— Begin Dataset extract —

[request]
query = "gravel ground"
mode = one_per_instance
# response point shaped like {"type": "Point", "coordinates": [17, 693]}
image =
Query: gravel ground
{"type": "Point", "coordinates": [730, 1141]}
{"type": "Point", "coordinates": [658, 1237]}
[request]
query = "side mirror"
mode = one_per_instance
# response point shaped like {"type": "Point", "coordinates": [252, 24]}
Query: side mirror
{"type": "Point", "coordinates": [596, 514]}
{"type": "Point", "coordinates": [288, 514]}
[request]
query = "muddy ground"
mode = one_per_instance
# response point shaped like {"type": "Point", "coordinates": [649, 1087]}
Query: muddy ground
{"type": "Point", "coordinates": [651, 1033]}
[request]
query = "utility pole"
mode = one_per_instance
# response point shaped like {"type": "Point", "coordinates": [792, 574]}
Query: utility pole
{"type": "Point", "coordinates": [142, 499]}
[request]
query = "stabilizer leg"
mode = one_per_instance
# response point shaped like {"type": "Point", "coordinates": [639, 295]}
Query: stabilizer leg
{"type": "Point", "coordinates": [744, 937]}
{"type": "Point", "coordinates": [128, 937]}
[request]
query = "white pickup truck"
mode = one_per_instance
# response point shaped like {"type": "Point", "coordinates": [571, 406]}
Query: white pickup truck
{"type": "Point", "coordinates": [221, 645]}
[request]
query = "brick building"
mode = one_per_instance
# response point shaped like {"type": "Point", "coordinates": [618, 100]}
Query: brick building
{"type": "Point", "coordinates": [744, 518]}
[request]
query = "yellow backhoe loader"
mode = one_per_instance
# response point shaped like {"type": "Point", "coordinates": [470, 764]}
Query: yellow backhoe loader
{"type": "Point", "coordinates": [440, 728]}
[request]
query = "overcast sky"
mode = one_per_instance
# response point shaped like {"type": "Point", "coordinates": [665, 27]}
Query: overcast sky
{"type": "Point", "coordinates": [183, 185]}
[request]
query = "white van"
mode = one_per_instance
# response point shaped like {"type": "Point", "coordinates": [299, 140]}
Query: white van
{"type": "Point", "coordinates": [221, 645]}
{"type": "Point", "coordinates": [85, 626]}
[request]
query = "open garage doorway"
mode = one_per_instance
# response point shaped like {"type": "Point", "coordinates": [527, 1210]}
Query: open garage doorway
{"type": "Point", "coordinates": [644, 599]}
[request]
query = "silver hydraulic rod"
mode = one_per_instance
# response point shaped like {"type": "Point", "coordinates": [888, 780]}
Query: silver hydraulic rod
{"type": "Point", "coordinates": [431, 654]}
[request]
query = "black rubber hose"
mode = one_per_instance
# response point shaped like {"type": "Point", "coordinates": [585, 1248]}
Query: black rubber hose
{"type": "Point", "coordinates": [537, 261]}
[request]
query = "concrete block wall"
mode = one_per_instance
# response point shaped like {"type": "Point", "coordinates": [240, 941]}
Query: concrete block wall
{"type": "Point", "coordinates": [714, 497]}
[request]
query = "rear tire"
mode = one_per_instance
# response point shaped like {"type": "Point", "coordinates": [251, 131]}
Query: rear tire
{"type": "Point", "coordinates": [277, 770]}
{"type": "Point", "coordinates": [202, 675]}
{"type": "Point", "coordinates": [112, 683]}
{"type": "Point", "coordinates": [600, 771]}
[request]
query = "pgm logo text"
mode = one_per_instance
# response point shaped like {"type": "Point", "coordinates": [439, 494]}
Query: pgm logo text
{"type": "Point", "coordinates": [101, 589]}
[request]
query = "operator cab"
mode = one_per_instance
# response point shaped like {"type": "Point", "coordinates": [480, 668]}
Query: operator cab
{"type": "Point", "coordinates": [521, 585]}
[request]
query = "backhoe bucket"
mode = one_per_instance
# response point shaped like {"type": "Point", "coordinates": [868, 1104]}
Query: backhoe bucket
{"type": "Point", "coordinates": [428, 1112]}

— End Dataset extract —
— Begin Dataset extract —

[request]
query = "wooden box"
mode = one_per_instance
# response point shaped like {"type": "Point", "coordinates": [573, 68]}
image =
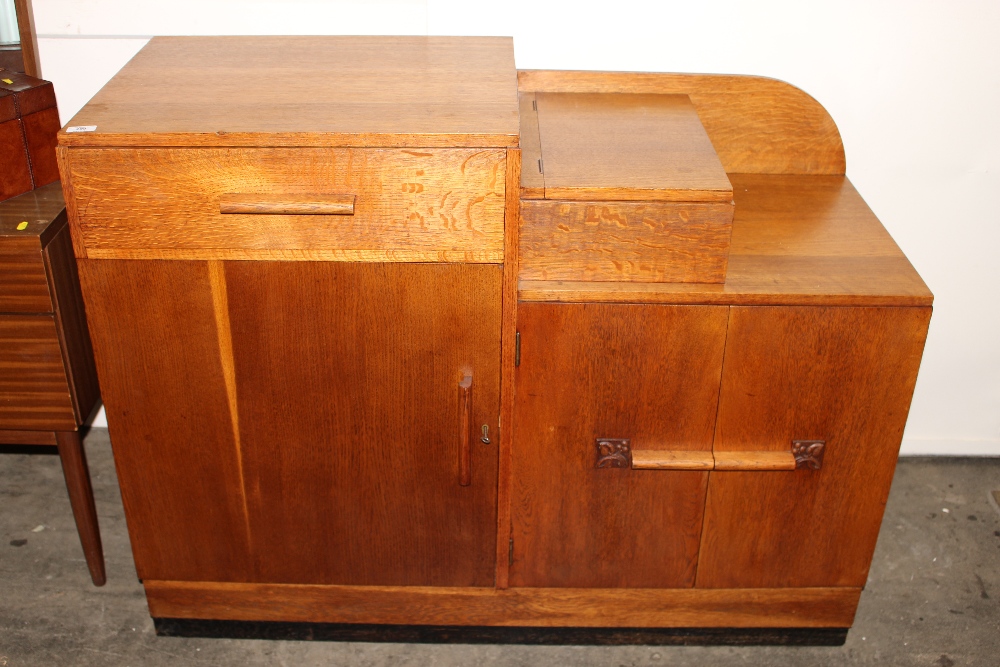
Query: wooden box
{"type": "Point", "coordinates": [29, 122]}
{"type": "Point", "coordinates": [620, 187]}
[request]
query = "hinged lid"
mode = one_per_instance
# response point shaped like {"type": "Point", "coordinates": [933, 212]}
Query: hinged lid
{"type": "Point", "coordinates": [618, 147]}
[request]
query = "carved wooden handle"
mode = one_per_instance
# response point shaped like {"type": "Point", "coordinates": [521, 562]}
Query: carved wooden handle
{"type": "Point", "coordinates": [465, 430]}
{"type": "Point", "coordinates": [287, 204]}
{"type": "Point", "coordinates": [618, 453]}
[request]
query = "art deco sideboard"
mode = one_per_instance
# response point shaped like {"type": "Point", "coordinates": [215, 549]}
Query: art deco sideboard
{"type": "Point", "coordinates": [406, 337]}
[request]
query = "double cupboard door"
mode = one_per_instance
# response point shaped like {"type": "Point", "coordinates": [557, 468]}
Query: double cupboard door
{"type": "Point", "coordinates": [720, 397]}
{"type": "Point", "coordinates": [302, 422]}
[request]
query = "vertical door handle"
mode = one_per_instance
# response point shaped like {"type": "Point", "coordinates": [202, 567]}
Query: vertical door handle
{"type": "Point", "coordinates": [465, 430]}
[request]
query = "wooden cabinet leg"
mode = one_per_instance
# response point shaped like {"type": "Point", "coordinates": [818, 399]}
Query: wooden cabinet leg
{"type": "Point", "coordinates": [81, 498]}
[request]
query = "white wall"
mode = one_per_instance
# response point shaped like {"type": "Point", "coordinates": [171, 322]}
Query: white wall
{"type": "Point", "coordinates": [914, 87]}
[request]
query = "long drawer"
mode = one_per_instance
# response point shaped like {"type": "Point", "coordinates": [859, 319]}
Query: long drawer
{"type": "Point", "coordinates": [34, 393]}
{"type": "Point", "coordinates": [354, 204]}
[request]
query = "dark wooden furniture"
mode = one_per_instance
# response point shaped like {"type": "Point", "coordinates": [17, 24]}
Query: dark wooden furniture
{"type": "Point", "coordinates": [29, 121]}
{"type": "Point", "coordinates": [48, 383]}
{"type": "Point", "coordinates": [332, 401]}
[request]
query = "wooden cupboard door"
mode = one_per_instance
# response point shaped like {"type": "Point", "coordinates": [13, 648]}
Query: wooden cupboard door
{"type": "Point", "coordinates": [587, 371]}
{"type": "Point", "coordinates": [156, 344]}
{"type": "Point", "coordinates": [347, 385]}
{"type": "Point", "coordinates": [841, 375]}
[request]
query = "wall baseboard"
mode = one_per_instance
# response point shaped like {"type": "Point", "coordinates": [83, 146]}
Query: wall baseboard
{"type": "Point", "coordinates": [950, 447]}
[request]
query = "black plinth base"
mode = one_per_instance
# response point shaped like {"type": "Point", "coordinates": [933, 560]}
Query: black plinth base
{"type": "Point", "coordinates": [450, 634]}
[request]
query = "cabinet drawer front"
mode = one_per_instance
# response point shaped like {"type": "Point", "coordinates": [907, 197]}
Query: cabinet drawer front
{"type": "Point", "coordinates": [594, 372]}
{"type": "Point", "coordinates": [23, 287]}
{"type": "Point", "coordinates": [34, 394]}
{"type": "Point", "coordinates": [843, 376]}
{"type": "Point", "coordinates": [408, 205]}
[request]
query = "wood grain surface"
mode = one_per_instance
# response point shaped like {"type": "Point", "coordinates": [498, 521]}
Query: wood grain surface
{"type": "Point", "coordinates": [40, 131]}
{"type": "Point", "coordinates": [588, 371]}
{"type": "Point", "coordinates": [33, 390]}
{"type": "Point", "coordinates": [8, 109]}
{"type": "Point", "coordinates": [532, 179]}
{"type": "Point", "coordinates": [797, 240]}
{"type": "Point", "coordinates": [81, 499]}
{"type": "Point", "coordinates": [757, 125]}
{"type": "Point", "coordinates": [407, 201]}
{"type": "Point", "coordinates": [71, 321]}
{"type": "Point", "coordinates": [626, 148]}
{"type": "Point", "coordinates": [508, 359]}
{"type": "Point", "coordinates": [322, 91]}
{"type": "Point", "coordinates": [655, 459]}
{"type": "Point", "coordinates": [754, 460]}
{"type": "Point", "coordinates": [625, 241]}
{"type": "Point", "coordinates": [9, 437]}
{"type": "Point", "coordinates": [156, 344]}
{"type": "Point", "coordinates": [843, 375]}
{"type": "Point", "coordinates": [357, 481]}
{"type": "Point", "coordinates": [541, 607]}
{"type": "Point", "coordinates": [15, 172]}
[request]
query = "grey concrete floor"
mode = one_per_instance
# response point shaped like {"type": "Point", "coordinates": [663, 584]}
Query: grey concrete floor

— End Dataset extract —

* **Stated problem**: Show every line in the items above that contains the string "backhoe".

* **Written response**:
query = "yellow backhoe loader"
Query: yellow backhoe loader
query = "backhoe bucket"
Query: backhoe bucket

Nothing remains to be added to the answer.